• Work instruction 1
According to the forum excerpt on breeding and bee health, what happens to stock when husbandry does not copy nature's system of selection?
• Work instruction 2
Continue the forum excerpt on breeding and bee health, beginning after its final line.

• Document extract
Absolutely, yes. Nature maintains resistance to predators by ruthlessly weeding out the weak at every generation, and having methods of ensuring that only the strongest genetic mixes make the next generations. Think of how many species have competitive mating behaviours. The next generation is always made from the strongest available parents.

If you _don't_ copy this system in husbandry your stock _automatically sickens_

These are established facts. Life just works that way; and stockraising works that way.

Beekeepers unfortunately have never been told this. In the past they could rely on wild bees to do their selecting for them, and keep their own strains healthy. But now that apiary bees overwhelm wild bees, and we've started using meds (which effectively means we breed from all stock irrespective of health) ... we have a very big problem.



Nabber86 said:


> Think about the 10,000’s of years people have been breeding and raising livestock (bovine, porcine, poultry) and we still haven’t got it right. [...]Thoughts?

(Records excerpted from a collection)

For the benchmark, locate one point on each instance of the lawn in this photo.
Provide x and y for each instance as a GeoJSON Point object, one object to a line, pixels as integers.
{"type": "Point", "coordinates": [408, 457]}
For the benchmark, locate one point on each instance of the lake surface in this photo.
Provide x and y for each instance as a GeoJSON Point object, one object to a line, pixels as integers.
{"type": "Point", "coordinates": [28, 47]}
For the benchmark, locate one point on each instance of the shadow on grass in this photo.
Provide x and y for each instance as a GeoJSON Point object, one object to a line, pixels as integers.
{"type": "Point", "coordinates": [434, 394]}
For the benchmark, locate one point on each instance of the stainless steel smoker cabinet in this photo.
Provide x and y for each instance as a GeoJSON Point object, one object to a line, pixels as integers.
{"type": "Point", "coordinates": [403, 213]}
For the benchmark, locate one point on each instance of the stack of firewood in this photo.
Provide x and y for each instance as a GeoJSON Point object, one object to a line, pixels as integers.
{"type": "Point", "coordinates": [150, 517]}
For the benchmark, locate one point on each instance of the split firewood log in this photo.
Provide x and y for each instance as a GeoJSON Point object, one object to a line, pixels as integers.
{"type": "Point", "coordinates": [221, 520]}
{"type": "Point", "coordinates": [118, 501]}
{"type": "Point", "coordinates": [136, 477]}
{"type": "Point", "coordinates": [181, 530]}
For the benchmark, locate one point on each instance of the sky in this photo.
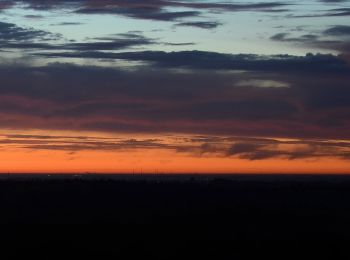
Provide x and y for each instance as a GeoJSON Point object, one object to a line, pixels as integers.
{"type": "Point", "coordinates": [175, 86]}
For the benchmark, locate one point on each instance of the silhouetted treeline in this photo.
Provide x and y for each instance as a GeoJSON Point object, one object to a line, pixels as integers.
{"type": "Point", "coordinates": [163, 219]}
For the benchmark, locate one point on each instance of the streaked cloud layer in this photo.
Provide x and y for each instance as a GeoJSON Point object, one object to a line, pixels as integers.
{"type": "Point", "coordinates": [247, 86]}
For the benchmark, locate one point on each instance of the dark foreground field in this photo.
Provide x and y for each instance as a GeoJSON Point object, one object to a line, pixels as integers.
{"type": "Point", "coordinates": [175, 217]}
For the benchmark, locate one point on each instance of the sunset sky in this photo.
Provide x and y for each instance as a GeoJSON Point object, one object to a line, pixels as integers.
{"type": "Point", "coordinates": [175, 86]}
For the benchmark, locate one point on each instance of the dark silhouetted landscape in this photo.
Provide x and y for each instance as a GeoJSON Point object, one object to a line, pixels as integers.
{"type": "Point", "coordinates": [175, 216]}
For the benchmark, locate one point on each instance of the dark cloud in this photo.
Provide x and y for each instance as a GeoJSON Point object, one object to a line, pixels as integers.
{"type": "Point", "coordinates": [220, 61]}
{"type": "Point", "coordinates": [234, 147]}
{"type": "Point", "coordinates": [12, 33]}
{"type": "Point", "coordinates": [14, 37]}
{"type": "Point", "coordinates": [339, 30]}
{"type": "Point", "coordinates": [64, 96]}
{"type": "Point", "coordinates": [152, 9]}
{"type": "Point", "coordinates": [203, 25]}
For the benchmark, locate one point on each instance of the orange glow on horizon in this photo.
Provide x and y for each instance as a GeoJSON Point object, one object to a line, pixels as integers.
{"type": "Point", "coordinates": [16, 159]}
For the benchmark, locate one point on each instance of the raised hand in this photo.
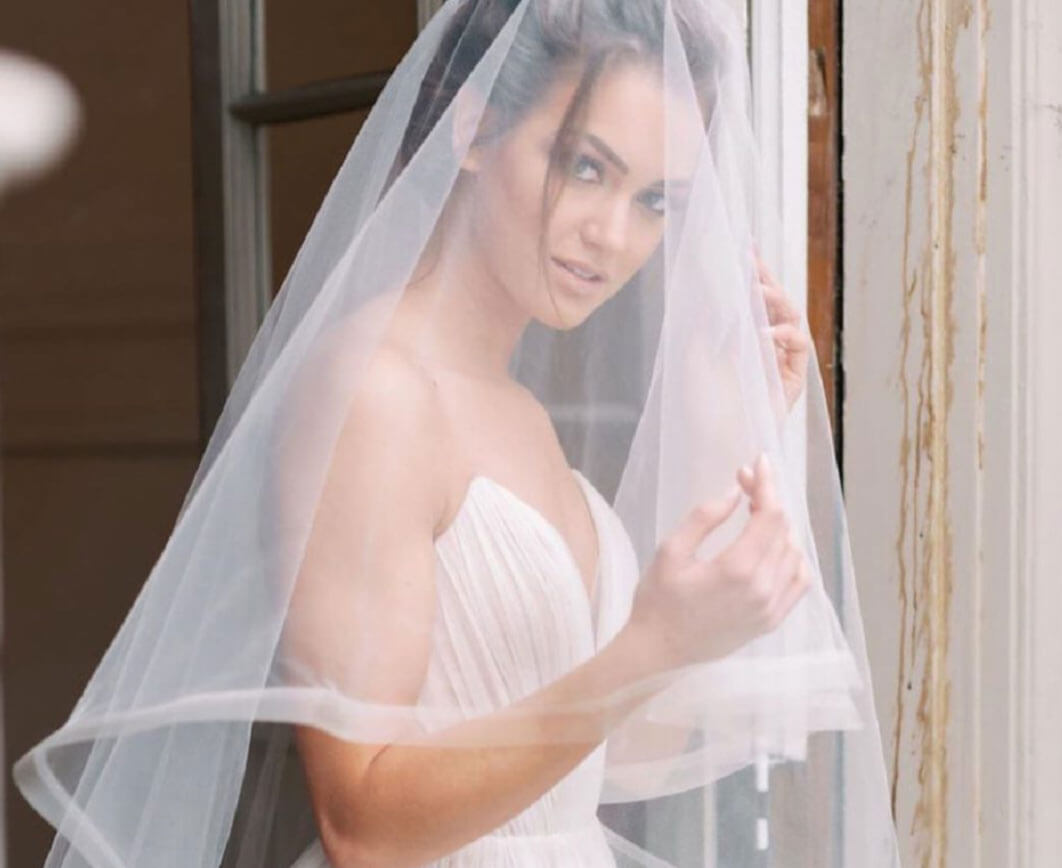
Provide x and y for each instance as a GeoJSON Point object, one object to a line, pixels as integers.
{"type": "Point", "coordinates": [690, 610]}
{"type": "Point", "coordinates": [791, 342]}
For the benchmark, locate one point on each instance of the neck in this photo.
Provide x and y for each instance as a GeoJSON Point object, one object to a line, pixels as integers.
{"type": "Point", "coordinates": [464, 318]}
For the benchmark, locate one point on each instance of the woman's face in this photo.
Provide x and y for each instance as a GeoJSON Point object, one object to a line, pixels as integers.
{"type": "Point", "coordinates": [610, 210]}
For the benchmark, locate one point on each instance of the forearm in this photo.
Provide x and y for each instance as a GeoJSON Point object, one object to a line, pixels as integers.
{"type": "Point", "coordinates": [417, 802]}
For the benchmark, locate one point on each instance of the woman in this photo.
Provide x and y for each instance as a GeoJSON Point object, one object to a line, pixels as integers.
{"type": "Point", "coordinates": [393, 549]}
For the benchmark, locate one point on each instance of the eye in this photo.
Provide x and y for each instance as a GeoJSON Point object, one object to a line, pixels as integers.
{"type": "Point", "coordinates": [585, 168]}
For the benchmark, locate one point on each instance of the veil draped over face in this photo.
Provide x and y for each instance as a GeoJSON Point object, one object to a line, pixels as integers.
{"type": "Point", "coordinates": [287, 594]}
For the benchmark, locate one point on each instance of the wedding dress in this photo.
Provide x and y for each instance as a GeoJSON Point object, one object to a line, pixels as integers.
{"type": "Point", "coordinates": [587, 171]}
{"type": "Point", "coordinates": [514, 615]}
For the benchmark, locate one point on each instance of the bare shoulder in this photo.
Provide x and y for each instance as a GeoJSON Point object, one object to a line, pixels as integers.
{"type": "Point", "coordinates": [393, 437]}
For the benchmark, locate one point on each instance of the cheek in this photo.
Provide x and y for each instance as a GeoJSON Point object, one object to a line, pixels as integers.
{"type": "Point", "coordinates": [645, 239]}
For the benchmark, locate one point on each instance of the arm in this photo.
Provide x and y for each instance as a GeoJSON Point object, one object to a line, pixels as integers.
{"type": "Point", "coordinates": [405, 803]}
{"type": "Point", "coordinates": [361, 618]}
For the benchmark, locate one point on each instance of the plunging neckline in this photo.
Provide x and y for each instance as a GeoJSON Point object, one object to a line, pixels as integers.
{"type": "Point", "coordinates": [545, 524]}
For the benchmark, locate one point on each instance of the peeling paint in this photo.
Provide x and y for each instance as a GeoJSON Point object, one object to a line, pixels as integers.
{"type": "Point", "coordinates": [924, 544]}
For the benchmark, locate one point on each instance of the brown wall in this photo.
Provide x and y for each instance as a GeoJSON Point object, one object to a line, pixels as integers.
{"type": "Point", "coordinates": [98, 363]}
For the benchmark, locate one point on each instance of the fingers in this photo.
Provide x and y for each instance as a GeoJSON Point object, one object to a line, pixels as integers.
{"type": "Point", "coordinates": [791, 592]}
{"type": "Point", "coordinates": [790, 338]}
{"type": "Point", "coordinates": [701, 521]}
{"type": "Point", "coordinates": [758, 483]}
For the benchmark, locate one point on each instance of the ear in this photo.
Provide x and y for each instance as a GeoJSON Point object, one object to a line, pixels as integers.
{"type": "Point", "coordinates": [469, 107]}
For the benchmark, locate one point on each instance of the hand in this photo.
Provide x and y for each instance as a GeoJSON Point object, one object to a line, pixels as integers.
{"type": "Point", "coordinates": [791, 343]}
{"type": "Point", "coordinates": [689, 610]}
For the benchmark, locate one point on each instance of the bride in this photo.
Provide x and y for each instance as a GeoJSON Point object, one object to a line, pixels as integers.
{"type": "Point", "coordinates": [460, 470]}
{"type": "Point", "coordinates": [501, 552]}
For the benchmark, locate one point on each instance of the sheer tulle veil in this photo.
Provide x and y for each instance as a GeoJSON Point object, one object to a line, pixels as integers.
{"type": "Point", "coordinates": [180, 752]}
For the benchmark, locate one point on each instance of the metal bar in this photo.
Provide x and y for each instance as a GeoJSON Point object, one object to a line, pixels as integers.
{"type": "Point", "coordinates": [310, 101]}
{"type": "Point", "coordinates": [209, 208]}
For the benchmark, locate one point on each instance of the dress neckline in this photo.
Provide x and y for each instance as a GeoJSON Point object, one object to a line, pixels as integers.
{"type": "Point", "coordinates": [543, 523]}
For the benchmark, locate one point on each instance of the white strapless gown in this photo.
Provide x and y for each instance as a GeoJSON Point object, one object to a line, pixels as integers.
{"type": "Point", "coordinates": [514, 615]}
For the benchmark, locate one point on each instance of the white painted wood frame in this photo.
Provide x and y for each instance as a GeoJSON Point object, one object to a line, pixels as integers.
{"type": "Point", "coordinates": [953, 344]}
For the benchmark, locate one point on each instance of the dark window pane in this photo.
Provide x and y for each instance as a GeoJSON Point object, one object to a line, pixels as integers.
{"type": "Point", "coordinates": [304, 157]}
{"type": "Point", "coordinates": [317, 39]}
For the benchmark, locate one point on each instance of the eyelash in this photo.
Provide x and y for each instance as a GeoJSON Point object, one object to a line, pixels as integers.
{"type": "Point", "coordinates": [648, 199]}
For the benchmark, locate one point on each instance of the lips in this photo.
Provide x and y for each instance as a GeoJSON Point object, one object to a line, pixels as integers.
{"type": "Point", "coordinates": [580, 271]}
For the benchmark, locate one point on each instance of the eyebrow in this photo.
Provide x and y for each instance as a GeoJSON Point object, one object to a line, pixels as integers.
{"type": "Point", "coordinates": [611, 155]}
{"type": "Point", "coordinates": [614, 158]}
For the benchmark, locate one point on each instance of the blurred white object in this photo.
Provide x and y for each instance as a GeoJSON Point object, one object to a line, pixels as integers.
{"type": "Point", "coordinates": [39, 115]}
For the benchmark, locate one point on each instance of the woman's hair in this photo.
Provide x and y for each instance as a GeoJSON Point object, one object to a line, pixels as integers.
{"type": "Point", "coordinates": [553, 36]}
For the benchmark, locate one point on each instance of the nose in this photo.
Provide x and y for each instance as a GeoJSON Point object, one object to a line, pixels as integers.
{"type": "Point", "coordinates": [606, 225]}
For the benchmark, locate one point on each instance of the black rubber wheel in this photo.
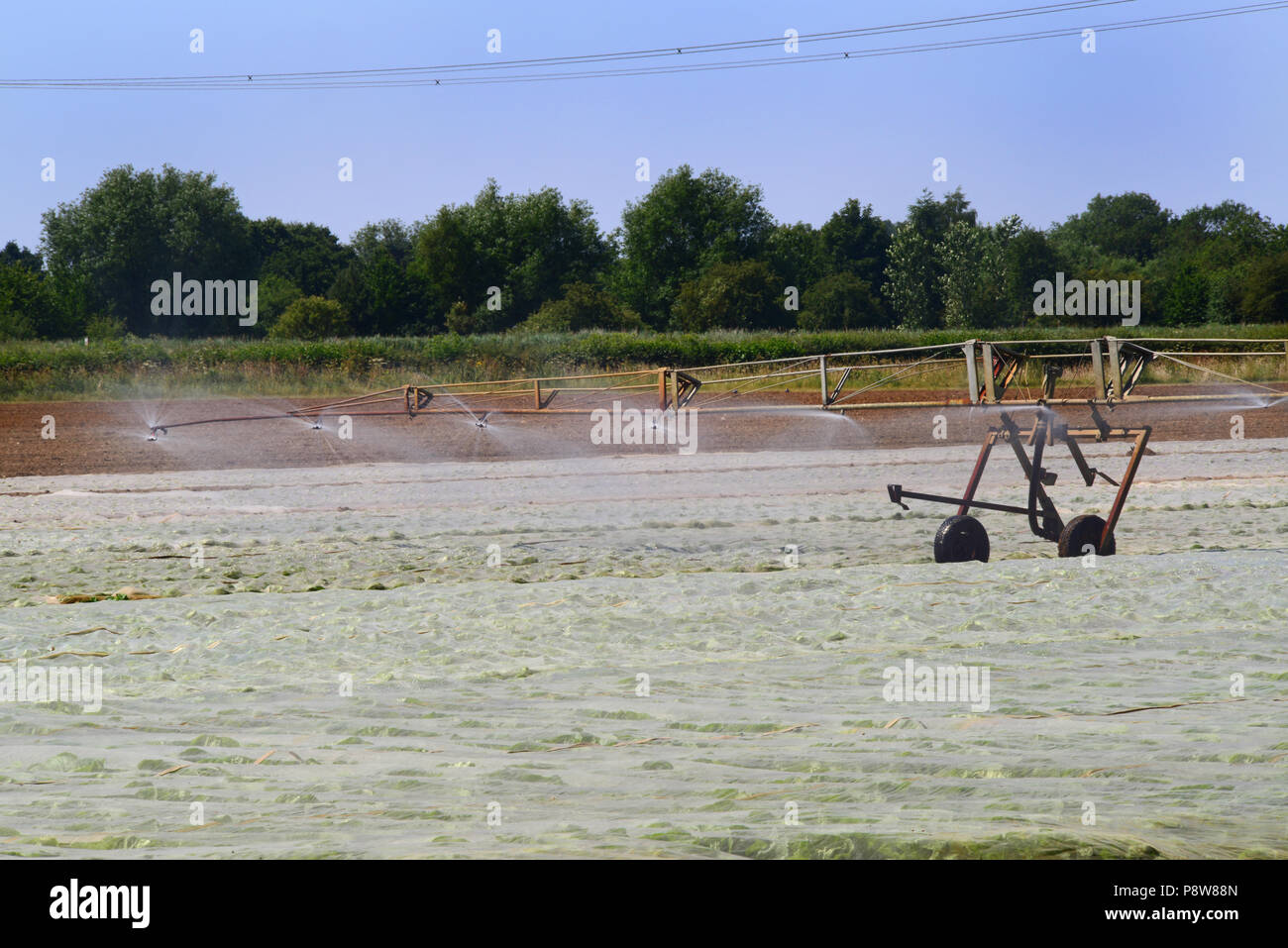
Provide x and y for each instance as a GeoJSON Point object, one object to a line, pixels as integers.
{"type": "Point", "coordinates": [961, 539]}
{"type": "Point", "coordinates": [1082, 532]}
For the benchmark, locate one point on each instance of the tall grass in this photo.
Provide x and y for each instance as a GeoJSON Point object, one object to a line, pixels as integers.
{"type": "Point", "coordinates": [150, 368]}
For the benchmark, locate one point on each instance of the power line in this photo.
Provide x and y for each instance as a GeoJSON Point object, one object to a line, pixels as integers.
{"type": "Point", "coordinates": [523, 71]}
{"type": "Point", "coordinates": [687, 50]}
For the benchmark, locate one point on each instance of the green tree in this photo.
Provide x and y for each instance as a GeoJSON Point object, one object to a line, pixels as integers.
{"type": "Point", "coordinates": [911, 279]}
{"type": "Point", "coordinates": [686, 224]}
{"type": "Point", "coordinates": [857, 241]}
{"type": "Point", "coordinates": [138, 227]}
{"type": "Point", "coordinates": [312, 317]}
{"type": "Point", "coordinates": [381, 288]}
{"type": "Point", "coordinates": [795, 254]}
{"type": "Point", "coordinates": [1129, 226]}
{"type": "Point", "coordinates": [27, 304]}
{"type": "Point", "coordinates": [13, 256]}
{"type": "Point", "coordinates": [308, 256]}
{"type": "Point", "coordinates": [1186, 296]}
{"type": "Point", "coordinates": [274, 295]}
{"type": "Point", "coordinates": [1265, 298]}
{"type": "Point", "coordinates": [743, 295]}
{"type": "Point", "coordinates": [1028, 258]}
{"type": "Point", "coordinates": [841, 301]}
{"type": "Point", "coordinates": [583, 307]}
{"type": "Point", "coordinates": [973, 272]}
{"type": "Point", "coordinates": [527, 247]}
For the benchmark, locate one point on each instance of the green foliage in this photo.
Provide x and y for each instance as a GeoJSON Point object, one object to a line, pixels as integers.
{"type": "Point", "coordinates": [683, 227]}
{"type": "Point", "coordinates": [27, 303]}
{"type": "Point", "coordinates": [1131, 226]}
{"type": "Point", "coordinates": [274, 295]}
{"type": "Point", "coordinates": [857, 241]}
{"type": "Point", "coordinates": [732, 296]}
{"type": "Point", "coordinates": [911, 278]}
{"type": "Point", "coordinates": [698, 252]}
{"type": "Point", "coordinates": [305, 256]}
{"type": "Point", "coordinates": [583, 307]}
{"type": "Point", "coordinates": [99, 327]}
{"type": "Point", "coordinates": [312, 317]}
{"type": "Point", "coordinates": [1266, 294]}
{"type": "Point", "coordinates": [841, 301]}
{"type": "Point", "coordinates": [138, 227]}
{"type": "Point", "coordinates": [795, 254]}
{"type": "Point", "coordinates": [526, 245]}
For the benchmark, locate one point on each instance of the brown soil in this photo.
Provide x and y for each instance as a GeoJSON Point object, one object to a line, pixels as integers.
{"type": "Point", "coordinates": [111, 437]}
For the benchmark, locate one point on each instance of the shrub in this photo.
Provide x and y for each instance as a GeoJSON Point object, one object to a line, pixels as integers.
{"type": "Point", "coordinates": [312, 317]}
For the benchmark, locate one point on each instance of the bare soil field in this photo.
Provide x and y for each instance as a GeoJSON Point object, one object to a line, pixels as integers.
{"type": "Point", "coordinates": [111, 437]}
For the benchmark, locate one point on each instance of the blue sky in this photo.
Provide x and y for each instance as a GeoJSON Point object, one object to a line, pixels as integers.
{"type": "Point", "coordinates": [1034, 128]}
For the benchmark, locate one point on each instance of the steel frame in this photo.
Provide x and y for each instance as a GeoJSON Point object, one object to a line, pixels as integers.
{"type": "Point", "coordinates": [1043, 518]}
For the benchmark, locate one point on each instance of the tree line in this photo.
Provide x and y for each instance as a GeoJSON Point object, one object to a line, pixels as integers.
{"type": "Point", "coordinates": [698, 252]}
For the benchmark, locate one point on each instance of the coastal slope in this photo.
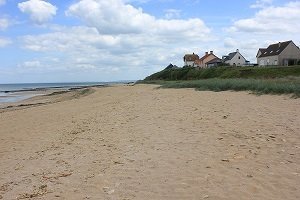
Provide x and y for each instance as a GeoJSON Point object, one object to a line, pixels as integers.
{"type": "Point", "coordinates": [140, 142]}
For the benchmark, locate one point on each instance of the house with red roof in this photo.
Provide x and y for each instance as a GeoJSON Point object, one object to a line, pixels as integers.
{"type": "Point", "coordinates": [189, 59]}
{"type": "Point", "coordinates": [208, 57]}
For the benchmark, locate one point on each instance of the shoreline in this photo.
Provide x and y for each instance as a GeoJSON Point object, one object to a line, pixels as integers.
{"type": "Point", "coordinates": [140, 142]}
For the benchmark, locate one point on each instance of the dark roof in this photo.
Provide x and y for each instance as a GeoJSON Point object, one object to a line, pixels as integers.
{"type": "Point", "coordinates": [262, 50]}
{"type": "Point", "coordinates": [215, 60]}
{"type": "Point", "coordinates": [274, 49]}
{"type": "Point", "coordinates": [190, 57]}
{"type": "Point", "coordinates": [229, 57]}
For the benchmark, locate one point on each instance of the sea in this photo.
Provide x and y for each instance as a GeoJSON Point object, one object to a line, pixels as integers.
{"type": "Point", "coordinates": [10, 93]}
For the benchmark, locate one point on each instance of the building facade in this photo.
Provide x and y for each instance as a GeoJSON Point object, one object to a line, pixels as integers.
{"type": "Point", "coordinates": [282, 54]}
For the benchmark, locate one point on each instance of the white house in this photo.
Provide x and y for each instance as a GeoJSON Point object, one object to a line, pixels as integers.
{"type": "Point", "coordinates": [282, 53]}
{"type": "Point", "coordinates": [235, 59]}
{"type": "Point", "coordinates": [189, 59]}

• Answer section 1
The stock automatically sickens.

• Answer section 2
We can get it right, most of the time. If we could remove the constant pressure for cheaper food and took better care to rely more on breeding and less on meds, we'd have much healthier animals as a result. 

But don't forget, here we can control mating. In the bee population we can't. For that reason we can't domesticate bees. 

Mike


----------



## BEES4U (Oct 10, 2007)

Good morning M. B.,

But now that apiary bees overwhelm wild bees, 
Wild bees are a great reservoire for diseases and therefore I choose to medicate.
Ernie


----------



## tecumseh (Apr 26, 2005)

nadder writes:
Sorry to rain on the parade here, but am I the only one who is thinking that maybe the collective bee forum has a somewhat simplistic view of genetics?

tecumseh:
well no you are not the only one. I guess we will have one or two more repetition of the probabilities of recessive/dominant genetics even though this simplistic inheritance model doesn't really fit the problem.... which should confirm you hypothesis.

but do be extemely careful here... the powers that be may construct your questioning authority and 'simplitic ideas' as just another form of personal attack.

then adamf writes:
VSH inheritence is not determined by a simple dominant/recessive inheritence.
There's more going on.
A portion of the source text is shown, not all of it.